There is a difference between the callings of Church and government. The Church is called by God to welcome all with the grace of Jesus Christ. It does not make distinctions according to nationality or immigration status. Government is called to manage its nation effectively and to enforce justice, and it looks first to the interests of the citizens to which it is responsible.
However, government and Church are not mutually exclusive. We ought to want immigrants to have legal rights and to be treated fairly because it is in the best long-term interest of our own society and its health. It is bad for all of us to have a group that lacks legal protection and is vulnerable to exploitation.
Daniel Carroll, in his book Christians at the Border: Immigration, the Church, and Bible rejects the methods of those who take a position on the issue of immigration on the basis of, among other things, racial motivations, instead urging a different approach:
It is easy to look at the immigration issue through the lens of economics, national security, or even national identity. But Christ's followers are obligated to look at the issue through the lens of Scripture. As we do, we find not only that this topic is close to the heart of God but also that his laws have implications for the way we should respond today.

=-=-=-=-=

TO DO
1. Translate this sentence from the passage on Church, government, and immigration into Spanish: "It is bad for all of us to have a group that lacks legal protection and is vulnerable to exploitation."
2. Please carry the passage on Church, government, and immigration forward, writing what comes next after its last sentence.

ENTRIES PROVIDED
=-=-=-=-=

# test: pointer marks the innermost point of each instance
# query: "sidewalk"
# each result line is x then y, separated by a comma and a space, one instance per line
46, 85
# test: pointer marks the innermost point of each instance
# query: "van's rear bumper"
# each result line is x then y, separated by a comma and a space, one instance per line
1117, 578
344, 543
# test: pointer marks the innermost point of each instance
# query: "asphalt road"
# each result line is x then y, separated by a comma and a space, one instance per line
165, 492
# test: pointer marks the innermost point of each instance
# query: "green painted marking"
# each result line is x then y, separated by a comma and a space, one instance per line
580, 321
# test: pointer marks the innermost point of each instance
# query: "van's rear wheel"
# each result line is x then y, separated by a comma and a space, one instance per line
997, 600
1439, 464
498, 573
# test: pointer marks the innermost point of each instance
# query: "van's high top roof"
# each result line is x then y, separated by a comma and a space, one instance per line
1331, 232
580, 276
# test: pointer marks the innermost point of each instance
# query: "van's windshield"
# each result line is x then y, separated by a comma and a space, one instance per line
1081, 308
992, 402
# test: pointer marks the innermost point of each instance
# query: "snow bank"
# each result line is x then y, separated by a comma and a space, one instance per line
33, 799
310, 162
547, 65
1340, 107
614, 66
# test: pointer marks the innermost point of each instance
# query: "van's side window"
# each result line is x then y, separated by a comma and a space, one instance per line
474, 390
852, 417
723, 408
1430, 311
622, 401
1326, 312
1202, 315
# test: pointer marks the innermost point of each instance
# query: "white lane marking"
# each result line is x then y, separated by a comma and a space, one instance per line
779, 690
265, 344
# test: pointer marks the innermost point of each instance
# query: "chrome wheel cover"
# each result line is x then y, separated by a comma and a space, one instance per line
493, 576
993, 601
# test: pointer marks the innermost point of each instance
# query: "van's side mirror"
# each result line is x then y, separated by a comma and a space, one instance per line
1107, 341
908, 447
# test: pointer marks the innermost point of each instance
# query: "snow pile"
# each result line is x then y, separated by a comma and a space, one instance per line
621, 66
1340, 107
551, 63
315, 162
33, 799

=-=-=-=-=

YOUR RESPONSES
1. Es malo para todos nosotros tener un grupo que carece de protección legal y es vulnerable a la explotación.

2.
So what can this ‘lens of scripture’ tell us about how, as Christians today, we should approach the issue of immigration? Well, essentially, it tells us how God asks to treat the strangers in our midst. To give just two of an endless list of examples:
The people of Israel are reminded by the Lord of their own past as slaves who fled to a new land, and told to be mindful of that in their treatment of others: ‘The alien who resides among you shall be to you as the citizen among you; you shall love the alien as yourself, for you were aliens in the land of Egypt; I am the Lord your God.’ (Leviticus 19:34; see also Exodus 22:21)
In the Letter to the Hebrews we hear: ‘Do not neglect to show hospitality to strangers, for by doing so some have entertained angels unawares.’
The call to welcome strangers is not just a matter of the earthly justice that it may help to bring about, but is rooted in the fact that the way we act towards the person in front of us is the way we act towards Christ; in welcoming others, we welcome Jesus.
The CARJ Racial Justice Charter affirms:
……. that the ethnic and cultural diversity that has existed in Britain for centuries is a reflection of God’s gift of diversity in creation. It is strength to be treasured, nurtured and regarded as a blessing for us all.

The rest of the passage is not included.